--- start of Entries supplied ---

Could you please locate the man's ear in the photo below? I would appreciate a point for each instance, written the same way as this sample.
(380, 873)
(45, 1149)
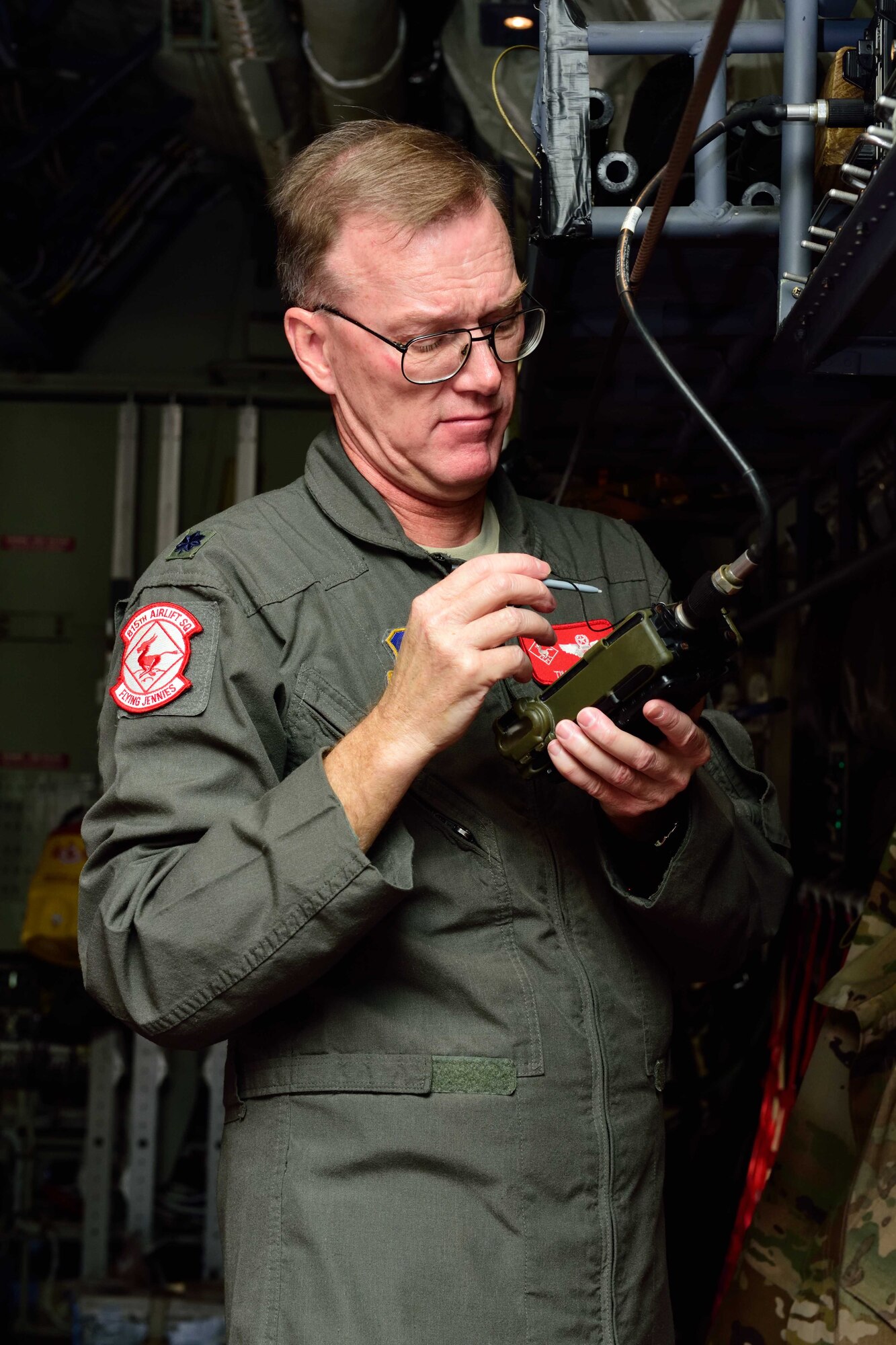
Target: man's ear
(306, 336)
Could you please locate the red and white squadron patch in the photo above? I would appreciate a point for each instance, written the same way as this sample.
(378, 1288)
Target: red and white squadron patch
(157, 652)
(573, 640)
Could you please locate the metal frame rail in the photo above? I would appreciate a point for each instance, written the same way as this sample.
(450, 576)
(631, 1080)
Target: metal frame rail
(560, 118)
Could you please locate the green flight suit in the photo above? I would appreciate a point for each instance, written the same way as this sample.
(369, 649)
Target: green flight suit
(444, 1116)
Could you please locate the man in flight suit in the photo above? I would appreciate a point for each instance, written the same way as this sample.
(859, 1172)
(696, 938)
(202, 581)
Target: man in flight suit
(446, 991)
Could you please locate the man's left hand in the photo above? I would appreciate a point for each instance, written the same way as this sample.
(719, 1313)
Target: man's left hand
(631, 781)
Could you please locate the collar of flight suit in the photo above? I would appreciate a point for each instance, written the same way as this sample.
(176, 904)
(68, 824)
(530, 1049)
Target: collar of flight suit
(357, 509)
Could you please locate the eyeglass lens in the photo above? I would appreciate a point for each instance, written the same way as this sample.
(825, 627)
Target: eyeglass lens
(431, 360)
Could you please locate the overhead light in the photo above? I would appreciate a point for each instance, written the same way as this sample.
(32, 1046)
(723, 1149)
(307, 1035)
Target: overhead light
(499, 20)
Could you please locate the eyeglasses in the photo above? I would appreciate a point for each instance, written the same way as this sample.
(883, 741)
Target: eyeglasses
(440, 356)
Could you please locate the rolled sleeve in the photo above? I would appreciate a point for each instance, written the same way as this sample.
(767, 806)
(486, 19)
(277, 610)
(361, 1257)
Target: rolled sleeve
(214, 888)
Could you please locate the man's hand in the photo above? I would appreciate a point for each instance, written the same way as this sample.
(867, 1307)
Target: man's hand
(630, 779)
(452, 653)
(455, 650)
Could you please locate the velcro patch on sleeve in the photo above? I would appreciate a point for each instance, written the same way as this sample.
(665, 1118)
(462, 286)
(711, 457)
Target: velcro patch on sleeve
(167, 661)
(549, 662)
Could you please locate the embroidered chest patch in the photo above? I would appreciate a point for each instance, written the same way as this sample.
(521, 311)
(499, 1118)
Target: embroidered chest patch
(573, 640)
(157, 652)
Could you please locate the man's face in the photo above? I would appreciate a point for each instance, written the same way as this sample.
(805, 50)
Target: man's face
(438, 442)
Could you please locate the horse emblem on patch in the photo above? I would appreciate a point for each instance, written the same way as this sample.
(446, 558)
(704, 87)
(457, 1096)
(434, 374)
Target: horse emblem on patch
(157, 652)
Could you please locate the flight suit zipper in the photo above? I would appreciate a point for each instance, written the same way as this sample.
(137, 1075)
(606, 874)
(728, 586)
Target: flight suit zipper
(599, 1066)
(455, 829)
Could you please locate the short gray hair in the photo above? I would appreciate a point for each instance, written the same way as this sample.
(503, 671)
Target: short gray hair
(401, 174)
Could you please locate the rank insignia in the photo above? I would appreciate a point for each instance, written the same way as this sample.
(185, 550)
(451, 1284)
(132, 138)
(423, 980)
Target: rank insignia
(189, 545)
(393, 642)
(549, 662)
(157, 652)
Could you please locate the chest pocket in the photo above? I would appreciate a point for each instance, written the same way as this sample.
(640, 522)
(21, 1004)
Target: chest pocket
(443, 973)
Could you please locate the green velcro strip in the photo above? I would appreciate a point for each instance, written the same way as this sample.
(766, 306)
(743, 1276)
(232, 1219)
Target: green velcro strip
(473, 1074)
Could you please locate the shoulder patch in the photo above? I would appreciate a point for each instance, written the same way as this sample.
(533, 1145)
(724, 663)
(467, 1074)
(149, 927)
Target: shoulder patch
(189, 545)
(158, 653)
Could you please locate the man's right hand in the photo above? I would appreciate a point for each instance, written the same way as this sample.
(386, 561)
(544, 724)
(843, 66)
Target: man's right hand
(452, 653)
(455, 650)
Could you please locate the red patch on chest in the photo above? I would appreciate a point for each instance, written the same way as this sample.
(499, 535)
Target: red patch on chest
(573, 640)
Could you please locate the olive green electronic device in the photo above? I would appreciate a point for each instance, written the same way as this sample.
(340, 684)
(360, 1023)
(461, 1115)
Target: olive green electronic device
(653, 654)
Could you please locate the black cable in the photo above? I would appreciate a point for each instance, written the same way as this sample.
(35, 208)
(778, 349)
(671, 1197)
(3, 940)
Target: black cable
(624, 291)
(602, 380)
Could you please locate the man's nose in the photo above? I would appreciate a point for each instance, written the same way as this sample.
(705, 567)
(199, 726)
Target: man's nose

--- end of Entries supplied ---

Reproduce all of the material above word for word, leaving out the pictures.

— Response to this exercise —
Could you please locate the man's ear in the photo below? I would appreciate a point for each instance, written the same way as this sample.
(380, 873)
(45, 1149)
Target: man's ear
(306, 336)
Could you please locate the red and white squadron patch in the photo above? I would appreciate a point for each instance, written the same way as this sample.
(378, 1288)
Target: red and white squadron patch
(157, 652)
(573, 640)
Could you please locate the metal frame rail in the photo above? I would appreciate a point for each instance, written the same way as this sample.
(450, 576)
(631, 1080)
Target: metal frame rail
(560, 118)
Could you please locate the green flight suit in the photo above? I would appreciate a point for each instance, written the same way as this sample.
(369, 649)
Target: green flight suit
(444, 1116)
Could you please locate the man in flight suit in the photo above? I would appreciate a point for each instance, written the same way as this sample.
(859, 1172)
(696, 938)
(202, 581)
Target: man in flight suit
(446, 991)
Could you please locate the man's left hand in the photo above? I would appreciate a point for each instance, written the same way as this sample.
(719, 1313)
Target: man's left hand
(631, 781)
Could you please locate the collar of flight suit in the photo above? I would appreciate a point for each instance, written the same way as this sample.
(176, 904)
(68, 824)
(530, 1049)
Target: collar of flight suit
(357, 509)
Could you please locate the eyeglass lens in the photo above? I would appreciate a point for each instance, written the same way as this sample.
(825, 627)
Target: eyeglass lens
(431, 360)
Could you please locate the overhead light in the photo above? I would appreciate a point for each instance, written the same way as this sample.
(32, 1046)
(723, 1149)
(307, 1035)
Target: overhead light
(499, 20)
Could you please locate the eyeglasses in the photo above? I would appreciate a point for each instance, written the same way as this sample.
(883, 741)
Target: eyeglasses
(440, 356)
Could you please locate the rolled sleeve in the photo above? I would appreciate a point for each instance, written the same way as this sample.
(767, 806)
(486, 19)
(277, 610)
(361, 1257)
Target: rolled sleeve
(214, 888)
Could you please locate the man's hand in the photo above? I would appreciate a point for each instance, written the same way as this sample.
(867, 1307)
Target: man's hand
(630, 779)
(452, 653)
(455, 650)
Could you please locate the velcro patch on sleeve in the photo above? I would appreciate a point for each instance, written the same way as this sample.
(665, 1118)
(462, 286)
(711, 457)
Target: velcro patch on sleeve
(167, 661)
(549, 662)
Could you please locate the embroidered chest patch in the photo above? I would appreciate a point for each instance, written the same way as this sample.
(521, 311)
(499, 1118)
Target: embroidered chest patch
(573, 640)
(157, 652)
Could you please locate the man's face in the photo above? I would appreciate a point for each instance, written the same way as this sample.
(805, 50)
Target: man's face
(438, 442)
Could you please locate the horse emblem on patch in the photo above? I would appreciate a point for each instance, written the same way as this sample.
(446, 558)
(704, 87)
(457, 1096)
(434, 374)
Target: horse emblem on patch
(157, 652)
Could you please locate the flight suit zipper in the photo above? I would appreciate a point for each instance, written the same way as this sample.
(137, 1075)
(606, 874)
(728, 586)
Target: flight suit zipper
(599, 1066)
(455, 829)
Could you please locate the short gray hair in the photo above? I would appreciate a point for each instance, written the same way as this sample.
(503, 671)
Target: short gray hair
(401, 174)
Could you please locate the rank insignia in the photo above? I would appreciate a point for each instance, written the same way as this sample.
(185, 550)
(451, 1284)
(132, 138)
(423, 980)
Target: rank insignia
(189, 545)
(393, 642)
(549, 662)
(157, 652)
Could you please locate the chest pocket in the photo above? I would appreciate a point for each instance, written the same way as this sample.
(640, 522)
(21, 1004)
Target: chest pocket
(443, 973)
Could you please locate the green velcro strip in the photo above? I would appreciate a point for each instance, written the same way as this sample.
(766, 306)
(743, 1276)
(232, 1219)
Target: green velcro strip
(473, 1074)
Could you please locate the shoulder patch in the photo above? I would appreciate a point for each instance, written the same way as this sample.
(533, 1145)
(724, 663)
(467, 1074)
(149, 927)
Target: shoulder patch
(189, 545)
(158, 653)
Could you please locate the man's right hand in the photo above? I would appreciate a point for each instance, written the same way as this sample.
(386, 561)
(544, 724)
(843, 66)
Target: man's right hand
(452, 653)
(455, 650)
Could you please locate the red patch on chest in the photo above? I would appreciate a point for each instance, written the same way as this sample.
(499, 535)
Target: red patch on chest
(573, 640)
Could you please locate the olive green electronic device in the photo above? I would appreciate a point for each instance, written the same way as this sample.
(340, 684)
(360, 1023)
(461, 1115)
Target: olive green electronic device
(653, 654)
Could you please locate the black cable in the photo above? I would appreciate a point for each instance, written the same way as this sample.
(35, 208)
(778, 349)
(671, 1197)
(3, 940)
Target: black cable
(624, 291)
(602, 380)
Could you please locate the man's nose in the photo above? I would appreciate a point for each instance, written the same way as this sample.
(705, 567)
(199, 726)
Target: man's nose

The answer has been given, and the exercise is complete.